**Document extract**

▼▼▼

With 3D printers from Voxeljet, it is possible to create sand cores for cast metal components, custom movie sets, functional plastic components, or architectural models. This is supported by an integrated automation and control solution by B&R.
"IN ADDITION TO OUR PRIMARY CUSTOMERS in the automotive industry, we are increasingly seeing new customers in a wide range of industries discover the potential of 3D printing. This is particularly true when it comes to producing proto-types, small production runs, and models quickly and without special tools," explains Björn Matthes, responsible for electrical planning at Voxeljet. "In recent years we have drastically expanded our range of printing services, and at the same time we have also developed a full spectrum of devices to handle workpieces of virtually any size."
The printing technique used by Voxeljet (Germany) is quite similar to that used by traditional ink-jet printers. The difference is that the company's specially developed print head uses a liquid binder instead of ink. Layer by layer, the binder is applied on top of a coating of particles on the printer's platform in the shape of the workpiece to be created. This is how the VX4000 – the largest 3D printer in the world according to the company – creates components measuring up to 4 m length, 2 m width and 1 m hight out of plastic, sand, or other particle-based materials.
First produced by Voxeljet in 2009, the VX4000 prints each layer in just 75 seconds with a resolution of 600 dpi and a thickness of 150 µm to 300 µm. The spacious platform allows the VX4000 to produce large individual components or several smaller parts. By using the CAD data directly, it provides precision and accuracy. The printer's software places the 3D CAD model in a virtual workspace and then breaks it down into print layers. In order to process the large volumes of data involved, the system uses an industry-grade PC featuring an SSD system disk and an additional hard disk with at least 1 TB of storage.
"On all the 3D printers we built prior to the VX4000, the PC was also responsible for controlling the entire system via a CAN connection," says Matthes. In developing the VX4000, the company introduced an additional level of abstraction in order to further simplify the control architecture and relieve the PC of some of its burden. They also needed to develop a gantry system to drive the two portal systems on which the print head and particle recoater are mounted.
In the automation solution for the VX4000, which uses B&R technology for everything except the PC, a CPU module from B&R's (Germany) X20 series functions as the motion controller. Movement commands generated by the PC are transmitted via Ethernet to the CPU module, which converts them into the corresponding motor movements. The VX4000 uses four servo motors controlling the Z axis of the two portals of the gantry system. All motors are powered by B&R’s Acopos Multi. The drives are also used to coordinate the sequence of lower level functions that regulate tasks directly related to printing, such as the moving the print head and filling the recoater.

▲▲▲

**What you need to do**
Pick up the article on Voxeljet's VX4000 3D printer right after its last sentence and continue it. The listing comes from a separate source and has no connection to the article on Voxeljet's 3D printers.

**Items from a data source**
▼▼▼

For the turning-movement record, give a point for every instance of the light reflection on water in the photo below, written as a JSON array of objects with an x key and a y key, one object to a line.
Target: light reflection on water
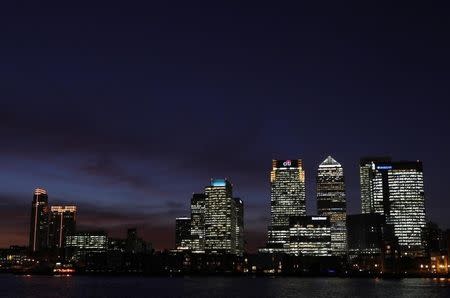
[{"x": 216, "y": 287}]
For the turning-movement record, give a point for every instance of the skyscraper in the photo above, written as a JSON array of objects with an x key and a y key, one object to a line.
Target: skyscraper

▲▲▲

**Result below**
The automation solution now incorporates the Safe Torque Off (STO) and Safely Limited Speed (SLS) safety functions. Both functions were implemented by Voxeljet developers using B&R’s inverter modules. "Even with the large dimensions of the printer, which measures 20 m long and 7 m wide, servicing and commissioning are much easier because personnel can safely move around inside the printer and monitor the processes without having to hold down an enable switch," says Matthes.
The system was designed with the I/O modules split into two strands. While the safety I/O channels are connected directly to the CPU, the I/O channels with no implications on safety are isolated via Powerlink. Originally, this separation didn't exist. "By separating the channels it is now easier to expand the system. Another bonus is being able to disconnect the power supply for the standard slices without affecting the safety-related areas," continues Matthes.
In addition to the integrated safety functions, Voxeljet has since also incorporated the concept of virtual axes into the system's architecture. Now all master axes are implemented as virtual axes. This means when developing the control software, it doesn't matter which drive will later be connected to a particular axis or how the axes should work together. "This allows us to simulate the drive hardware and test the automation solution even before the system is completed," explains Matthes. "What's more, using virtual axes makes it much easier to reuse the automation architecture for other systems."
Voxeljet already has its sights set on its next innovation. "We use an eccentric shaft in the recoater. This puts extreme pressure on the bearings," explains Matthes. "Since a print job can only be interrupted briefly, stoppages caused by worn out bearings can result in an entire workpiece being lost." This is particularly frustrating if it happens just as you are finishing a large item, where the printing process can take several hours. With this in mind, the company investigated the possibilities of condition monitoring and the corresponding X20 module from B&R for detecting bearing damage before it becomes critical.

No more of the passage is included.